§ Material supplied
###

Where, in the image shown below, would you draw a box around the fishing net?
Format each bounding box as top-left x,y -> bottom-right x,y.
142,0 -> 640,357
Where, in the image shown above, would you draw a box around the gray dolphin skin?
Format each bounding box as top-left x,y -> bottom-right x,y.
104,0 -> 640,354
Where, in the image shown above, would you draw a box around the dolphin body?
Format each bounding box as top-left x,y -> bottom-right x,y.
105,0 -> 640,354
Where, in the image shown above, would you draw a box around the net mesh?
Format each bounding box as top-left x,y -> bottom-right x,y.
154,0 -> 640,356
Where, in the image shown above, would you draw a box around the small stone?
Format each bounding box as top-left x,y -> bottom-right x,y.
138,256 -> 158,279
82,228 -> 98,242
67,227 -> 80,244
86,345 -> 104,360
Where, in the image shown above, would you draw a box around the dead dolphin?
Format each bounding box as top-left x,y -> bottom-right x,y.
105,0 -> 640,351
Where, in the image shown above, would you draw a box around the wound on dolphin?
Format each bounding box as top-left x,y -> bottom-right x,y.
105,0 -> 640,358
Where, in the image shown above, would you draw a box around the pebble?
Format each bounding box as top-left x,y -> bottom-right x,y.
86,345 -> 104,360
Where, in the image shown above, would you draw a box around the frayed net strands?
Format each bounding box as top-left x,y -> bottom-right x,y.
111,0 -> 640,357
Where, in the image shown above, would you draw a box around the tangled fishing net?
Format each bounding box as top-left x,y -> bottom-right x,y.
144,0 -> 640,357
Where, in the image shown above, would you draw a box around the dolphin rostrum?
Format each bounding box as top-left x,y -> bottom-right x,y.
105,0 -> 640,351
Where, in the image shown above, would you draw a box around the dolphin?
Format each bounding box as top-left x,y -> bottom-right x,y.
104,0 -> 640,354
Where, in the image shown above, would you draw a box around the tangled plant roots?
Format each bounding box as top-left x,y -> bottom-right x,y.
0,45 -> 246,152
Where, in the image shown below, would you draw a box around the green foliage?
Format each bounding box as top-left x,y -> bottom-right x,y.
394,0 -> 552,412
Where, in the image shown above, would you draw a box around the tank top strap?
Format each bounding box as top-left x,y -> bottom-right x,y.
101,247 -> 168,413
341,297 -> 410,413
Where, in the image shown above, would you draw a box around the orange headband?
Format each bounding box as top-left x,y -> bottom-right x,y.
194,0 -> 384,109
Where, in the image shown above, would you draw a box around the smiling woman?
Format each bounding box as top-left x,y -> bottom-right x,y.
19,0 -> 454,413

###

§ Problem to solve
Copy the material above, from its beginning through the line holding "154,0 -> 640,356", inclusive, with the requests kept unchanged, and shift every bounding-box coordinate in the answers up by 97.

§ Reply
Where, in the image shown below, would you draw a box around the fishing net?
Format each bounding box as top-left x,y -> bottom-right x,y.
239,97 -> 737,454
Where, in the image shown above, would you draw a box around the gray dolphin skin?
Format each bounding box as top-left x,y -> bottom-right x,y.
201,97 -> 737,451
Where, in the image shown above, would you draw a box around the dolphin body?
Format each bounding box as top-left x,y -> bottom-right x,y.
202,97 -> 737,451
Where, in the image shown above, would you draw a box around the net mesh?
Format each bounding box as top-left x,y -> bottom-right x,y.
251,97 -> 737,453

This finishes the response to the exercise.